[YOUR ASSIGNMENT]
What follows is a set of records; copy all of it exactly.

[INFORMATION SUPPLIED]
= = = =

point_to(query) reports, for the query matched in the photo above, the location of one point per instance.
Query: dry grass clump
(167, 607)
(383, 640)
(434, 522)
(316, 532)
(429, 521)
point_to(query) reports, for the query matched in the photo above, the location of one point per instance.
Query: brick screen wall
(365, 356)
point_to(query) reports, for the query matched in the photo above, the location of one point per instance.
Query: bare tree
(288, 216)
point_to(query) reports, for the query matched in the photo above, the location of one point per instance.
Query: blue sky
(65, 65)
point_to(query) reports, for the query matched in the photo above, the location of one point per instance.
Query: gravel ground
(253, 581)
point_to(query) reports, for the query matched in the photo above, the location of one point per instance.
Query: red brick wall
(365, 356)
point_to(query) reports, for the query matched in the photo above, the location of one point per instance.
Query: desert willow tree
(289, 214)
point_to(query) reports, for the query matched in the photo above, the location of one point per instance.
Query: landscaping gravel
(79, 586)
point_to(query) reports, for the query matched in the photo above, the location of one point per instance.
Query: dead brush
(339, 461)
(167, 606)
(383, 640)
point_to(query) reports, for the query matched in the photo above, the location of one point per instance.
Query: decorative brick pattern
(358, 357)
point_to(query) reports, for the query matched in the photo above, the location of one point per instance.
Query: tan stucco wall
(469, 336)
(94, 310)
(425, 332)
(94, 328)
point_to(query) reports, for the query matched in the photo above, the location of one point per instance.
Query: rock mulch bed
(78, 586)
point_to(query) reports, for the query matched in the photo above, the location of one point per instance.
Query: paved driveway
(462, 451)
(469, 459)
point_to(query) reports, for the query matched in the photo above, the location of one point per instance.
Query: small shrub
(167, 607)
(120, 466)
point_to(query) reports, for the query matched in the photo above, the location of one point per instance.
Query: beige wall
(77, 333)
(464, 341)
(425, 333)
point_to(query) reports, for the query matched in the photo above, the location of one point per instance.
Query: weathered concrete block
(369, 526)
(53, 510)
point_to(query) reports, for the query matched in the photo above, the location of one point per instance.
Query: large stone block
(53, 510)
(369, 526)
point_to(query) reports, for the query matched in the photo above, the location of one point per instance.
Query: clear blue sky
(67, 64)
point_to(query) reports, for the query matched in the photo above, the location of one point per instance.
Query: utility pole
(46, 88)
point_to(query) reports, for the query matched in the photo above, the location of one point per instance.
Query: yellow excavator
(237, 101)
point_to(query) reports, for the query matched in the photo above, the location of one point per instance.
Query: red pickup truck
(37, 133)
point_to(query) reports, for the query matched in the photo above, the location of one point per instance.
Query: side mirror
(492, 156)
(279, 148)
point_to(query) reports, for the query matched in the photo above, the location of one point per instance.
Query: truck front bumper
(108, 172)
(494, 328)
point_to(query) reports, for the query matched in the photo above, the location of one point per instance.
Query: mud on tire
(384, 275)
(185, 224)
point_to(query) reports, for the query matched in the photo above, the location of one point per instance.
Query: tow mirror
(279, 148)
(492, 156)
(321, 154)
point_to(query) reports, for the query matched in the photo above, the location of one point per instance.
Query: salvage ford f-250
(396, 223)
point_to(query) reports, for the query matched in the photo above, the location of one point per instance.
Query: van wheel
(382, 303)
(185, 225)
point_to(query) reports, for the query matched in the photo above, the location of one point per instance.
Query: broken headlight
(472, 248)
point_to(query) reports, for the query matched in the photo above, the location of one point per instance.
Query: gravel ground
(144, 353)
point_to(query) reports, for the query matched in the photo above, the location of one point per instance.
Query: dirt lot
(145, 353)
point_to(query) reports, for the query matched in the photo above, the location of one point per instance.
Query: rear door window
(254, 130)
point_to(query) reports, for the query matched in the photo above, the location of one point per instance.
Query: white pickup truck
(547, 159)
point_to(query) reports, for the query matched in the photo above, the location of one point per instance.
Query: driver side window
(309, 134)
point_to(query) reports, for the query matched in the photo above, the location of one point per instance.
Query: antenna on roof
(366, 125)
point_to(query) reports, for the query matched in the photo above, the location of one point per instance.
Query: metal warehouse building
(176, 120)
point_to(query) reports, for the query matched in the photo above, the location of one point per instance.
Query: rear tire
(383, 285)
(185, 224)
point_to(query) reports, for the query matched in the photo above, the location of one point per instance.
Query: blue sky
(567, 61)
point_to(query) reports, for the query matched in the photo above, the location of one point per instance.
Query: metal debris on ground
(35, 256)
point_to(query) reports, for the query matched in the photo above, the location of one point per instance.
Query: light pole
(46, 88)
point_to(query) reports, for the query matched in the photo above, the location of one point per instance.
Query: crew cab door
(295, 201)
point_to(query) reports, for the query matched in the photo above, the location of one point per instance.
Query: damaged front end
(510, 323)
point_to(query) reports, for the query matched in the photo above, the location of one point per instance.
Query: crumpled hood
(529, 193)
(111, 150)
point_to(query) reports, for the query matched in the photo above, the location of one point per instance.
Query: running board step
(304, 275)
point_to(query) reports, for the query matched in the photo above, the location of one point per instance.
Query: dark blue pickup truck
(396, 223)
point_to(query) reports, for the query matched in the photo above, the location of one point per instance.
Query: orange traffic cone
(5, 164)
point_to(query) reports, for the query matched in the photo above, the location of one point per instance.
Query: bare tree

= = = =

[TASK RESULT]
point_to(query) reports, for the query matched in the photo above, the location of one point per instance.
Query: dry grass clump
(167, 607)
(383, 640)
(434, 522)
(316, 532)
(429, 521)
point_to(query) reports, for the query matched in the photo above, the location of one point per instance.
Query: brick screen wall
(365, 356)
point_to(query) reports, for the query matched in the photo above, the location of one point per instance.
Query: bare tree
(288, 216)
point_to(query) reports, for the query matched in the photo above, the location of one point per instance.
Query: blue sky
(65, 65)
point_to(query) reports, for the query matched in the photo above, the location of one point per instance.
Query: gravel ground
(253, 581)
point_to(query) reports, for the query matched in the photo above, the location of one point per instance.
Query: red brick wall
(365, 356)
point_to(query) reports, for the query matched in the photo above, the location of one point per instance.
Query: desert willow tree
(289, 214)
point_to(query) reports, for the query matched in the photo above, the location of one point per instance.
Query: landscaping gravel
(79, 586)
point_to(query) reports, for the query matched in the photo above, the location of one point per instance.
Query: dead brush
(339, 461)
(167, 606)
(383, 640)
point_to(query) reports, for the query matched in the photo above, the location of one point per instance.
Query: decorative brick pattern
(358, 357)
point_to(query) reports, for the query matched in the photo above, the location of one point per instance.
Query: tan stucco wall
(469, 336)
(94, 310)
(425, 332)
(94, 328)
point_to(query) reports, for the query matched in the photo above, the location of one point per instance.
Query: rock mulch bed
(78, 586)
point_to(query) reports, for the query matched in the photo above, the location of one point per instance.
Query: paved driveway
(462, 451)
(469, 459)
point_to(query) reports, for the query matched in the photo above, the location of one point per instance.
Query: small shrub
(167, 607)
(120, 466)
point_to(query) reports, for the query matched in the photo above, the location of one point per instance.
Query: beige wall
(77, 333)
(464, 341)
(425, 333)
point_to(query) reports, for the query matched in the photo above, the location of one point per instance.
Query: weathered concrete block
(369, 526)
(53, 510)
point_to(query) reports, for the query matched in the photo above, the location of one point per instance.
Query: large stone block
(53, 510)
(369, 526)
point_to(query) reports, for the query matched in the photo above, the location of one point per instance.
Query: clear blue sky
(67, 64)
point_to(query) reports, for the query matched in the photo above, the location of one point per instance.
Query: utility pole
(46, 88)
point_to(query) reports, for the query matched in the photo above, the location of one point per instance.
Query: yellow excavator
(237, 101)
point_to(query) reports, for the query matched in the photo above, the location of one point per instance.
Query: red pickup truck
(37, 133)
point_to(query) reports, for the query matched in the photo above, the location of one point per instance.
Query: side mirror
(492, 156)
(279, 148)
point_to(query) reports, for the query matched in the photo above, the location of one point per instance.
Query: truck front bumper
(108, 172)
(494, 328)
point_to(query) reports, for the query matched in the photo above, the location of one point per instance.
Query: mud on tire
(384, 275)
(185, 224)
point_to(query) reports, for the query matched in the photo above, the location of one point per instance.
Query: tow mirror
(279, 148)
(492, 156)
(321, 154)
point_to(query) reports, for the query matched in the photo above, the location of one point per instance.
Query: salvage ford f-250
(396, 223)
point_to(query) reports, for the query matched in the photo above, the location of one point per instance.
Query: van wheel
(382, 303)
(185, 225)
point_to(query) reports, for the query matched in the photo above, the location of one point per instance.
Query: broken headlight
(472, 248)
point_to(query) reports, for the query matched in the photo above, the location of one point per instance.
Query: gravel ground
(144, 353)
point_to(query) reports, for the query matched in the photo above, the location of one point per instance.
Query: dirt lot
(145, 353)
point_to(query) reports, for the query matched in the photo above, the location of one point per instance.
Query: rear door window
(254, 130)
point_to(query) reports, for the query matched in the photo above, the location of one point per instance.
Query: white pickup truck
(547, 159)
point_to(query) reports, for the query matched in the photo above, the location of one point per instance.
Query: driver side window
(309, 134)
point_to(query) reports, for the query matched in the photo above, the location of one point per instance.
Query: antenna on roof
(366, 125)
point_to(query) reports, for the query matched in the photo above, the location of one point per instance.
Query: metal warehouse building
(176, 120)
point_to(query) reports, for the query matched in the photo above, the location of one point per instance.
Query: rear tire
(383, 285)
(185, 224)
point_to(query) reports, for the query matched in the photo above, the location of one point per instance.
Query: blue sky
(567, 61)
point_to(query) reports, for the query matched in the photo above, the location of one point per instance.
Query: metal debris on ground
(35, 256)
point_to(query) reports, for the query matched in the photo above, the location of one point per instance.
Query: light pole
(46, 88)
point_to(query) reports, for the query matched in the photo above, the location of one point per instance.
Query: crew cab door
(295, 201)
point_to(query) reports, for the query matched in the photo above, the location of one point per instance.
Query: damaged front end
(510, 323)
point_to(query) reports, for the query matched in the photo above, the location of one point per instance.
Query: crumpled hood
(529, 193)
(111, 150)
point_to(query) reports, for the query matched in the photo above, the location of one point per instance.
Query: running board step
(304, 275)
point_to(query) reports, for the query matched in the photo above, the location of one point per instance.
Query: dark blue pickup truck
(396, 223)
point_to(query) reports, for the query matched in the photo above, the location of one point per instance.
Query: orange traffic cone
(5, 164)
point_to(query) reports, for the query matched in the photo above, the location of one point per instance.
Query: bare tree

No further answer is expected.